** SOURCE MATERIAL follows **

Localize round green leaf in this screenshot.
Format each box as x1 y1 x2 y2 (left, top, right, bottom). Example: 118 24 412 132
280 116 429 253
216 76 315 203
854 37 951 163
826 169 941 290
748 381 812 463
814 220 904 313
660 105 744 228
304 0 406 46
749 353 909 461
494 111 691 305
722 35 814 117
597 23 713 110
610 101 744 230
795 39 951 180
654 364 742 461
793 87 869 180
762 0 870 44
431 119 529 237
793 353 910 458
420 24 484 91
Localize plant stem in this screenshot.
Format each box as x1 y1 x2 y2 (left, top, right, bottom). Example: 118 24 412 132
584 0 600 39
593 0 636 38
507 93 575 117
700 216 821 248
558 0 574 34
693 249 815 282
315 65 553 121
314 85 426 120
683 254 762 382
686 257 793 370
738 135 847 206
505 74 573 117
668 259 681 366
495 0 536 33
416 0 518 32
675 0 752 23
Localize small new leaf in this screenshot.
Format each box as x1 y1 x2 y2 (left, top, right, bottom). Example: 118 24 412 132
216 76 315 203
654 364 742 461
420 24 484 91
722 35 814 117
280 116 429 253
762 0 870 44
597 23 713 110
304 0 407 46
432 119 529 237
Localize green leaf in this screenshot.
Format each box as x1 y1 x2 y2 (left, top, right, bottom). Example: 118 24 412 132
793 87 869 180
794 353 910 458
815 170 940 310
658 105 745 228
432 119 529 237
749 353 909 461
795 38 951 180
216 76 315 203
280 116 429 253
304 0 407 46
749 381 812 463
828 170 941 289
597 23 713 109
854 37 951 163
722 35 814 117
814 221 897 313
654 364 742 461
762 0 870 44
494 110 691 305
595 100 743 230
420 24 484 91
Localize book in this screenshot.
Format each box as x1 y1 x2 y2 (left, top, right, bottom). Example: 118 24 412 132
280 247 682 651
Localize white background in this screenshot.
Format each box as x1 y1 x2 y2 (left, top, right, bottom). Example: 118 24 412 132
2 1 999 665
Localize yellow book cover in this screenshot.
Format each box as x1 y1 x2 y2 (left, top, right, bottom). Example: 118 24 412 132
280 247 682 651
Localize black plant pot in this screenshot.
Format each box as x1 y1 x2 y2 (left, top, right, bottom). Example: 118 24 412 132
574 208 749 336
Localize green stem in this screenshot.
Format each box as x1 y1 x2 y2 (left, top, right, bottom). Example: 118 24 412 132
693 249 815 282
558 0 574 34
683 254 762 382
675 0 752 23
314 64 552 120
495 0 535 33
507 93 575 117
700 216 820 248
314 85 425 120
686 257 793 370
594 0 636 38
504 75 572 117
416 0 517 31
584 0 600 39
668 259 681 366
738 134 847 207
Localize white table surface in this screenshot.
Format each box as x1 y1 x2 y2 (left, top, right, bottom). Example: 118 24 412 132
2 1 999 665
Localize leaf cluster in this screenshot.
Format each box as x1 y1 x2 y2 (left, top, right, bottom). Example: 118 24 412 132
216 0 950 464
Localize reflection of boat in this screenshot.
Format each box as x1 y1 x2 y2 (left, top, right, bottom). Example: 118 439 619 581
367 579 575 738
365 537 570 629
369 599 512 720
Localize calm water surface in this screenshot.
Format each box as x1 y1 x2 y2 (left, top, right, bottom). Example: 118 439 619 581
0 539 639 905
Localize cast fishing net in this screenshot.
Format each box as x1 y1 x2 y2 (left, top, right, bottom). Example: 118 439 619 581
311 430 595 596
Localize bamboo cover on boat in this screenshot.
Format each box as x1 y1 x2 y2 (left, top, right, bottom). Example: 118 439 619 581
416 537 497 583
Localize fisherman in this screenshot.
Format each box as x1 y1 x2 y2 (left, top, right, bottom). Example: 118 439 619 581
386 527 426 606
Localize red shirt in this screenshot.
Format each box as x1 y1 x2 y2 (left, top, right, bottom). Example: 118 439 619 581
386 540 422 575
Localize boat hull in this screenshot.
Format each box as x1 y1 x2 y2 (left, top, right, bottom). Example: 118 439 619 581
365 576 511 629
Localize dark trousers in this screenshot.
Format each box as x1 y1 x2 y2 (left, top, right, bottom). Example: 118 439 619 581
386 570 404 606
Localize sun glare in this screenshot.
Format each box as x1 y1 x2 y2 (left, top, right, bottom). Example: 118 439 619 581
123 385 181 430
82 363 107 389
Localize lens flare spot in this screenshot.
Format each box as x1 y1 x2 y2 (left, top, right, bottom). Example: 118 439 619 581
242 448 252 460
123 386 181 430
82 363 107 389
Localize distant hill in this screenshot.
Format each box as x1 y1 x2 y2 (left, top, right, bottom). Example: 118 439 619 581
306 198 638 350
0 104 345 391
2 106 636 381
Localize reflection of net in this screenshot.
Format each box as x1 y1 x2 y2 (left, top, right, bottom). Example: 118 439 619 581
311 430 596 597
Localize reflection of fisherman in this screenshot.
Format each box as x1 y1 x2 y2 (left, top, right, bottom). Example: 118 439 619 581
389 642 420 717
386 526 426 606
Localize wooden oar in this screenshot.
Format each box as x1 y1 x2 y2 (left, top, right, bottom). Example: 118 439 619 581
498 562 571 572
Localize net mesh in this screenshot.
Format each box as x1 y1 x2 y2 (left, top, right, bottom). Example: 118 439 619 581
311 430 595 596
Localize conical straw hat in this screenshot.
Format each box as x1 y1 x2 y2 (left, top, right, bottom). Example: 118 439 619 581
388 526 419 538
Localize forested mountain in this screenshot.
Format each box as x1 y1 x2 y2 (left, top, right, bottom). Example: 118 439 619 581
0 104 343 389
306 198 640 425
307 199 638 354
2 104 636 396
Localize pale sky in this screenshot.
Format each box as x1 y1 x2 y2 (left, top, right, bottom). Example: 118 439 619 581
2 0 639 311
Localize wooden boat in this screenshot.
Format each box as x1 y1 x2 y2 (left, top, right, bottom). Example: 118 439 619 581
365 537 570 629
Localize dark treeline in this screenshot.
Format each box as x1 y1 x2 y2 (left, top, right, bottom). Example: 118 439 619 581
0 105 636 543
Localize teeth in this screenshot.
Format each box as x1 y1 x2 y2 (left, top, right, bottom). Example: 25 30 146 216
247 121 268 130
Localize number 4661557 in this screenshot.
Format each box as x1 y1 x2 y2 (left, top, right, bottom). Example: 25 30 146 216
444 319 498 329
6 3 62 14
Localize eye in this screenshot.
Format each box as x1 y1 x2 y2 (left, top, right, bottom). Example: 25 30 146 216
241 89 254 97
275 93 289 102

** End of SOURCE MATERIAL **

WORK TO BE COMPLETED> Transcribe all of the data above, keeping each line exactly as it stands.

SOLUTION TO THE EXERCISE>
Localize round green leaf in this screenshot.
Format each box as x1 y1 x2 y2 (left, top, right, bottom). Example: 118 24 412 132
280 116 429 253
216 76 315 203
854 37 951 163
826 169 941 290
748 381 812 463
814 220 904 313
660 105 744 228
304 0 406 46
749 353 909 461
494 111 691 305
722 35 814 117
597 23 713 110
610 101 744 230
795 39 951 180
654 364 742 461
793 87 869 180
762 0 870 44
431 119 529 237
793 353 910 458
420 24 484 91
Localize plant stem in this screenshot.
Format each box as x1 y1 x2 y2 (left, top, right, bottom). Example: 118 24 412 132
584 0 600 39
593 0 636 38
507 93 575 117
700 216 821 248
558 0 574 34
693 249 815 282
315 65 553 121
314 85 426 120
683 254 762 382
686 257 793 370
738 135 847 206
505 74 573 117
668 259 681 366
495 0 536 33
416 0 518 32
675 0 752 23
Localize small new leaf in this screenshot.
Format each box as x1 y1 x2 y2 (left, top, right, bottom). Example: 118 24 412 132
216 76 315 203
654 364 742 461
420 24 484 91
722 35 814 117
280 116 429 253
762 0 870 44
597 23 713 110
304 0 407 46
432 119 529 237
Localize green leaf in this screenshot.
Format each box as x1 y1 x2 y2 (left, top, right, bottom). Example: 118 24 412 132
793 87 869 180
794 353 910 458
815 170 940 310
658 105 745 228
432 119 529 237
749 353 909 461
795 38 951 180
216 76 315 203
280 116 429 253
304 0 407 46
749 381 812 463
828 170 941 289
597 23 713 109
854 37 951 163
722 35 814 117
814 221 897 313
654 364 742 461
762 0 870 44
494 110 691 305
595 100 743 230
420 24 484 91
Localize book in this screenshot.
Format each box as x1 y1 x2 y2 (left, top, right, bottom). Example: 118 24 412 132
280 247 682 651
Localize white background in this screenshot.
Format each box as x1 y1 x2 y2 (left, top, right, bottom). Example: 118 24 412 132
2 1 999 665
Localize yellow book cover in this screenshot.
Format each box as x1 y1 x2 y2 (left, top, right, bottom). Example: 118 24 412 132
280 247 682 651
Localize black plant pot in this screenshot.
Format each box as x1 y1 x2 y2 (left, top, right, bottom). Example: 118 24 412 132
574 208 749 336
Localize green stem in this screenshot.
Format each box as x1 y1 x2 y2 (left, top, right, bottom). Example: 118 24 412 132
693 249 815 282
558 0 574 34
683 254 762 382
675 0 752 23
314 64 552 120
495 0 535 33
507 93 575 117
700 216 820 248
314 85 425 120
686 257 793 370
594 0 636 38
504 75 572 117
416 0 517 31
584 0 600 39
668 259 681 366
738 134 847 207
Localize white table surface in this screenshot.
Format each box as x1 y1 x2 y2 (left, top, right, bottom). Example: 118 24 412 132
2 1 999 665
Localize leaf cluster in this screenshot.
Format each box as x1 y1 x2 y2 (left, top, right, bottom). Example: 118 24 412 132
216 0 950 464
Localize reflection of boat in this screenshot.
Format each box as x1 y1 x2 y2 (left, top, right, bottom). Example: 118 439 619 581
367 579 575 738
365 537 570 629
369 599 512 720
Localize calm water surface in this screenshot.
Format each box as x1 y1 x2 y2 (left, top, right, bottom). Example: 118 439 619 581
0 539 639 905
Localize cast fishing net in this screenshot.
Format each box as x1 y1 x2 y2 (left, top, right, bottom). Example: 118 439 619 581
311 430 595 596
Localize bamboo cover on boat in this screenshot.
Format each box as x1 y1 x2 y2 (left, top, right, bottom). Example: 118 439 619 581
416 537 497 583
Localize fisherman in this screenshot.
Format each box as x1 y1 x2 y2 (left, top, right, bottom). Example: 118 439 619 581
386 527 426 606
Localize red shirt in this screenshot.
Format each box as x1 y1 x2 y2 (left, top, right, bottom). Example: 118 439 619 581
386 540 422 575
Localize boat hull in this screenshot.
Format each box as x1 y1 x2 y2 (left, top, right, bottom). Example: 118 439 619 581
365 576 511 629
Localize dark trousers in this screenshot.
Format each box as x1 y1 x2 y2 (left, top, right, bottom). Example: 118 439 619 581
386 570 404 606
Localize sun glare in this screenshot.
Format each box as x1 y1 x2 y2 (left, top, right, bottom). Example: 118 439 619 581
123 385 181 430
82 363 107 389
Localize lens flare spot in this screenshot.
Format each box as x1 y1 x2 y2 (left, top, right, bottom). Example: 118 439 619 581
242 448 252 460
123 386 181 430
82 363 107 389
Localize distant hill in this screenshot.
Format each box as x1 y1 x2 y2 (left, top, right, bottom). Example: 118 439 619 581
306 198 638 350
0 104 345 391
2 106 636 381
Localize reflection of net in this screenshot.
Format each box as x1 y1 x2 y2 (left, top, right, bottom). Example: 118 439 619 581
311 430 596 597
Localize reflection of fisherman in this screenshot.
Format each box as x1 y1 x2 y2 (left, top, right, bottom). Example: 118 439 619 581
389 642 420 717
386 526 426 606
Localize wooden oar in this screenshot.
Format each box as x1 y1 x2 y2 (left, top, right, bottom). Example: 118 439 619 581
498 562 571 572
Localize net mesh in this screenshot.
Format each box as x1 y1 x2 y2 (left, top, right, bottom). Example: 118 439 619 581
311 430 595 596
Localize conical straw hat in this screenshot.
Format each box as x1 y1 x2 y2 (left, top, right, bottom). Example: 118 439 619 581
388 526 419 538
Localize forested mountain in this screenshot.
Format each box as x1 y1 x2 y2 (left, top, right, bottom). Example: 118 439 619 581
0 104 343 389
306 198 640 425
307 199 638 354
2 104 636 396
Localize pale sky in this screenshot.
Format each box as x1 y1 x2 y2 (left, top, right, bottom). Example: 118 439 619 581
2 0 639 311
Localize wooden boat in this screenshot.
Format each box as x1 y1 x2 y2 (left, top, right, bottom). Example: 118 439 619 581
365 537 570 629
Localize dark treeline in this screenshot.
Format each box as x1 y1 x2 y2 (left, top, right, bottom). Example: 118 439 619 581
0 105 636 543
Localize teeth in this screenshot.
Format each box as x1 y1 x2 y2 (left, top, right, bottom). Example: 25 30 146 216
247 121 268 130
Localize number 4661557 in this screenshot.
Format each box as x1 y1 x2 y2 (left, top, right, bottom). Example: 25 30 146 216
444 319 498 329
6 3 62 14
Localize eye in this screenshot.
Format each box as x1 y1 x2 y2 (left, top, right, bottom). Example: 25 30 146 216
241 89 254 97
275 93 289 102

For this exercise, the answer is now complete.